Each record is to be given again precisely as written.

_____

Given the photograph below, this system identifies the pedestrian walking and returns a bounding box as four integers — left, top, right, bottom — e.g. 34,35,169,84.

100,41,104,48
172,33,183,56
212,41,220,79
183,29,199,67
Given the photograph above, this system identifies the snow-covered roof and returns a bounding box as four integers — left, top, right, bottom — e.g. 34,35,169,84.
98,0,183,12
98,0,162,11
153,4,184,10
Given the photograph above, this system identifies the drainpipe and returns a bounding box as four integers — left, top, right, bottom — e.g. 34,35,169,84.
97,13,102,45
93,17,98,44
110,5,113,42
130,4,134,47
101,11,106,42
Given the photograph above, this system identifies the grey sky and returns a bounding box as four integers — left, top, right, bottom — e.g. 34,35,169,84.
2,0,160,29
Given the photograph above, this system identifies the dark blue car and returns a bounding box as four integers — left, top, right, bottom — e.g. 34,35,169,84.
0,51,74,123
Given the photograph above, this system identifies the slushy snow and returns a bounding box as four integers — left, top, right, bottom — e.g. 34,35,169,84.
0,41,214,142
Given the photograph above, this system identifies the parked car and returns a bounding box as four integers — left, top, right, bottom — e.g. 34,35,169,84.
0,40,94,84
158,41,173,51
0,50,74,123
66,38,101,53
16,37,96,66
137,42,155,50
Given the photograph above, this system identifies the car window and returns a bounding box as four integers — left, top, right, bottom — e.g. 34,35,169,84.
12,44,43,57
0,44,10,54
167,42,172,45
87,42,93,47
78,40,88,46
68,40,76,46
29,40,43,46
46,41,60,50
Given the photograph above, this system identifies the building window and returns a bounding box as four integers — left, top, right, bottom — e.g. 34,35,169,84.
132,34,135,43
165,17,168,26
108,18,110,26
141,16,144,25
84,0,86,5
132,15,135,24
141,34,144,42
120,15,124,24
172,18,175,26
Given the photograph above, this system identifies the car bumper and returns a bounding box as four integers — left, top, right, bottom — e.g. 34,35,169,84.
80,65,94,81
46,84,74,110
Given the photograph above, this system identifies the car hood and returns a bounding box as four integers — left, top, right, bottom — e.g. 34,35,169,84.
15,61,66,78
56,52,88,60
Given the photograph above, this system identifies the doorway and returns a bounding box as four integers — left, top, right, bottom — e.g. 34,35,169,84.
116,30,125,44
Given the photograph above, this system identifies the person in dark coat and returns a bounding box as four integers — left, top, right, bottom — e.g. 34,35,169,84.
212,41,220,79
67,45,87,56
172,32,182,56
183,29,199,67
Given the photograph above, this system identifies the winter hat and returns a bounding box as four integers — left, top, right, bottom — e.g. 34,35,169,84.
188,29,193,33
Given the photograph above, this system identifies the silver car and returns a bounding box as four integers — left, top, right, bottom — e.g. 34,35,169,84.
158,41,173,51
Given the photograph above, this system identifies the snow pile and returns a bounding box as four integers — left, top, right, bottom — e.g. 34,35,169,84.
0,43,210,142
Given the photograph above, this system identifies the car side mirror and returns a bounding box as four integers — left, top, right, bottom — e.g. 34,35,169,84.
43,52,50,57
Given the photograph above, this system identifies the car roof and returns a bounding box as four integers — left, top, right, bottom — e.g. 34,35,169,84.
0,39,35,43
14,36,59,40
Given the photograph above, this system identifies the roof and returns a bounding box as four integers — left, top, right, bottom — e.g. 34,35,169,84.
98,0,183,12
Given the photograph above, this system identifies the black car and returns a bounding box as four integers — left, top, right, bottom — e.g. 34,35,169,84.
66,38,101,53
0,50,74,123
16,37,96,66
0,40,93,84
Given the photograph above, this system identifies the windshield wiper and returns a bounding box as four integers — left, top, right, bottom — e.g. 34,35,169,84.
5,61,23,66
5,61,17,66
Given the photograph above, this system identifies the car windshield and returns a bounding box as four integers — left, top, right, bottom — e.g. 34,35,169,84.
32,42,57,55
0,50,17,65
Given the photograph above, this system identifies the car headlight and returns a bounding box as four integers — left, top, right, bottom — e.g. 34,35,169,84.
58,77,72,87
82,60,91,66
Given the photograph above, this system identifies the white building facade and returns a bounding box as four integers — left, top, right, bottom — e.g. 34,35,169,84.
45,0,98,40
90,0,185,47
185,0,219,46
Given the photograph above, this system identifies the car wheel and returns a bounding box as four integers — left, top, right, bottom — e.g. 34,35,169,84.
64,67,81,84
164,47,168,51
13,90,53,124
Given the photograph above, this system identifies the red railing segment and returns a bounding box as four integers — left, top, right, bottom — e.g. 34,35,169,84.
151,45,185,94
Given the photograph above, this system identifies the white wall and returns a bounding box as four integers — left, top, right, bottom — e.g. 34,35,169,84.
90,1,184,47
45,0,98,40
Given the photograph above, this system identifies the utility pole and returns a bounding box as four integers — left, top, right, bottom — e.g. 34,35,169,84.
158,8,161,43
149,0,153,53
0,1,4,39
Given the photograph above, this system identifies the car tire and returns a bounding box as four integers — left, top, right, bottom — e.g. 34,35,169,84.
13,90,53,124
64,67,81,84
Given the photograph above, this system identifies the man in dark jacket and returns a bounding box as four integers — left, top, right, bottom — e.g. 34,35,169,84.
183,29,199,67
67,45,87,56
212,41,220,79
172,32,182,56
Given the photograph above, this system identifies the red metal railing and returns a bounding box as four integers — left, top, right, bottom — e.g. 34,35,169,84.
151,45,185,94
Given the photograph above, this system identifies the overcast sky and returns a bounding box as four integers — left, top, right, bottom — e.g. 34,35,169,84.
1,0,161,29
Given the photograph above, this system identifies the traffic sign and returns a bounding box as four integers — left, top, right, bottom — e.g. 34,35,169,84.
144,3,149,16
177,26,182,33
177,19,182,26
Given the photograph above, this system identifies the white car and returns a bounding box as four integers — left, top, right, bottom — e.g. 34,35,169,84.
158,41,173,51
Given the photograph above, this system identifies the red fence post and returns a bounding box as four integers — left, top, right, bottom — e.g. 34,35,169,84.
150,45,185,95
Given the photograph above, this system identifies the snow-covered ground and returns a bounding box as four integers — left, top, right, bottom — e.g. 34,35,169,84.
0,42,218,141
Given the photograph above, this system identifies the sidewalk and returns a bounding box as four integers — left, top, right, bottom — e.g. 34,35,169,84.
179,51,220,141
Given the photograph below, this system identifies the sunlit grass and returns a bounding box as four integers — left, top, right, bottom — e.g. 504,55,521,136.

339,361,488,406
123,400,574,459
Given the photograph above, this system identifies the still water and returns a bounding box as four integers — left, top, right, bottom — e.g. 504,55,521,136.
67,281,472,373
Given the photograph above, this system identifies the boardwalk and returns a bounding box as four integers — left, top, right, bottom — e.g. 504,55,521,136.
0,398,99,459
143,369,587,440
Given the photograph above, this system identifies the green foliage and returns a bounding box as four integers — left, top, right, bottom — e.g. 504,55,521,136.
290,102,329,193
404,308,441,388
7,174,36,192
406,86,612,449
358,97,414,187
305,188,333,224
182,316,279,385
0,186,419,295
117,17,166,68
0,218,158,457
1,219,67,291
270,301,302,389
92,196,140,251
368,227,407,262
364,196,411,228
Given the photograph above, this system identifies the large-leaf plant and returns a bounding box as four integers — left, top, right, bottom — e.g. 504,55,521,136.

_____

### Response to this task
Given the photograph below, this system identifies the pedestrian walking and returns a bounding box as four integers — left, top, right, bottom — e.g. 34,35,169,84.

100,41,104,48
172,33,183,56
212,41,220,79
183,29,199,67
Given the photograph above, this system identifies the snow-covered roof and returns a bounding box as four integers — left, top, right, bottom — e.g. 34,35,169,84.
98,0,183,12
98,0,162,11
153,4,184,10
Given the photograph above, this system identifies the drainpipe and returns a bounding box as four integers — left, top, right, bottom — e.g. 34,35,169,84.
97,13,102,45
93,17,98,44
110,5,113,42
130,4,134,47
101,11,106,42
Given the photograph above, this system identifies the grey sky and returns a bounding box as four integers — left, top, right, bottom — e.g. 34,35,169,84.
2,0,160,29
Given the photograph above, this system identifies the dark blue car and returns a bounding box as four integers — left, top, right, bottom — e.g. 34,35,169,84.
0,51,74,123
Given the photograph above, this system identifies the slushy snow and returns a bounding box as four integers — left, top, right, bottom — e.g. 34,35,169,84.
0,41,214,142
Given the photograph above, this system identifies the parked car and returns a bounding box as four integers — left, top, right, bottom — e.g. 34,35,169,84.
0,40,94,84
158,41,173,51
0,50,74,123
66,38,101,53
16,37,96,66
137,42,155,50
Given the photograph above, this system identifies the car window and returns a bounding box as four integers — left, top, right, bottom — e.g. 34,35,169,84.
12,44,43,57
0,44,10,54
167,42,172,45
87,42,93,47
78,40,88,46
68,40,76,46
29,40,43,46
46,41,60,50
Given the photograph above, this system identifies the building window and returns a bounding box as four integers — left, top, right, bottom — e.g. 34,35,169,84.
132,34,135,43
165,17,168,26
108,18,110,26
141,16,144,25
84,0,86,5
132,15,135,24
141,34,144,42
120,15,124,24
172,18,175,26
Given the photograph above, this system identifies the car bumper and returns a bounding box as four integers — left, top, right, bottom — e.g. 34,35,169,84.
80,65,94,81
46,84,74,110
Given the photograph above, this system identifies the car hood and returns a bounding box as four integers — left, top, right, bottom — e.g. 34,35,169,84.
15,61,66,78
56,52,88,60
Given the photograph above, this system identifies the doorway and returns a bounding box as four integers — left, top, right, bottom — e.g. 34,35,169,84.
116,30,125,44
Given the photograph above, this system identifies the person in dark coat and returns a bounding box as four integers — left, top, right, bottom — e.g. 34,35,169,84.
212,41,220,79
67,45,87,56
172,32,182,56
183,29,199,67
Given the photograph above, this system identifies the winter hat and returns a bounding box as four integers — left, top, right, bottom — e.g. 34,35,169,84.
188,29,193,33
Given the photograph above, this system identifies the silver car and returns a bounding box as four integers — left, top, right, bottom — e.g. 34,35,169,84.
158,41,173,51
Given the photograph above, this system identifies the snow pile and returns a bounding box as four integers — left, top, right, bottom — e.g. 34,35,169,84.
0,43,210,142
Given the photograph above, this system identifies the car side mirror and returns a bounding box as four integers — left, top, right, bottom — e.g. 34,35,169,84.
43,52,50,57
Given the photograph above, this system identifies the car roof and returns a bounding box as four integers — left, top, right, bottom — e.g. 34,35,169,84.
0,39,35,43
14,36,59,40
Given the photograph above, this system identifies the roof and returns a bounding box as four integers — left, top, right, bottom — e.g. 34,35,169,84.
98,0,183,12
Given the photograph above, this system identifies the black car and returns a bounding box as four integers — left, top, right, bottom — e.g. 34,35,169,84.
66,38,101,53
0,50,74,123
16,37,96,66
0,40,93,84
Given the photograph above, this system identifies the windshield wiper and returns a bounding box as four integers — left, top, right, bottom — e.g. 34,35,169,84.
5,61,23,66
5,61,17,66
Given the photograph above, this system identifies the car windshield and returns a bounding box as four integers — left, top, right, bottom — e.g. 34,35,169,84.
32,42,57,55
0,50,17,65
Given the photograph above, this system identifies the car headlight and returns a bounding box as four integers — left, top, right, bottom — e.g. 34,35,169,84.
58,77,72,87
82,60,91,66
Given the photograph above, this system identifies the white building facade and returns a bounding box as four integers — left, top, right, bottom — e.g. 34,35,169,84.
45,0,98,40
90,0,185,47
185,0,219,46
Given the photograph above, this system identifies the car wheel and returns a bounding box as four integers — left, top, right, bottom — e.g. 34,35,169,84.
64,67,81,84
164,47,168,51
13,90,53,124
Given the photograph above, this system identifies the red railing segment and returns a bounding box as four integers — left, top, right, bottom — e.g. 34,35,169,84.
151,45,185,94
Given the photograph above, this system identifies the white wall and returns a bounding box as four integers — left, top, right, bottom — e.g. 34,35,169,84.
90,1,184,47
45,0,98,40
Given the photograph above, this system identifies the utility pole and returns a bounding box as four integers — left, top, right, bottom — e.g. 34,35,169,84.
158,8,161,43
149,0,153,53
0,1,4,39
Given the photograph above, this system identifies the car tire and returns a bounding box as four integers — left, top, right, bottom — e.g. 34,35,169,84.
13,90,53,124
64,67,81,84
Given the photograph above, this system identifies the man in dark jacket and returns a bounding box as four integers — left, top, right, bottom — e.g. 34,35,169,84.
183,29,199,67
67,45,87,56
212,41,220,79
172,32,182,56
Given the photograph above, this system identifies the red metal railing and returns a bounding box as four integers — left, top, right, bottom — e.g. 34,35,169,84.
151,45,185,94
Given the photograph above, this system identifies the overcast sky and returns a bounding box as four integers — left, top, right, bottom — e.g. 34,35,169,84.
1,0,161,29
Given the photograph above, this system identifies the traffic sign and returns a bounding box as four integers — left, top, right, bottom — e.g. 34,35,169,84.
144,3,149,16
177,26,182,33
177,19,182,26
Given the photograph above, this system identifies the white car and returns a bounding box as four integers — left, top, right, bottom — e.g. 34,35,169,84.
158,41,173,51
Given the photograph above, this system identifies the red fence post and returns a bounding box as four integers — left, top, right, bottom — e.g. 34,35,169,84.
150,45,185,95
Given the photograph above, this system identifies the snow-covered ground and returns a bounding box as four integers — left, top, right, bottom — e.g. 34,35,169,84.
0,42,218,141
Given the photograph above, this system identifies the sidewalk and returns a bounding box as four integers — left, top, right, bottom — e.g. 34,35,169,84.
179,51,220,141
Given the photograph below, this system identifies the sunlit grass and returns a bounding box as four integers — left, top, right, bottom — e.g. 504,55,521,136.

339,361,488,406
123,400,574,459
Given the photograph above, this system identifies the still water and returns a bounding box as four integers — left, top, right, bottom — e.g. 504,55,521,136.
67,281,472,373
Given the photograph above, this system identifies the boardwalk and returns a bounding box as four integers — left, top, right, bottom — e.g. 504,55,521,136.
0,398,99,459
143,369,587,440
Given the photograph above, this system identifies the green foliage and returns a bounding box as four integers — left, top, right, bottom — e.g. 504,55,521,136.
290,102,329,193
404,308,441,388
7,174,36,192
406,86,612,449
358,97,414,187
305,188,333,224
182,316,279,385
0,186,419,295
117,17,166,68
0,218,158,457
1,219,67,291
270,301,302,389
92,196,140,251
368,227,407,262
364,196,411,228
Given the photograph above, this system identifies the large-leaf plant and returns a bounding box as four integers — left, top, right, bottom — e.g. 504,55,521,136.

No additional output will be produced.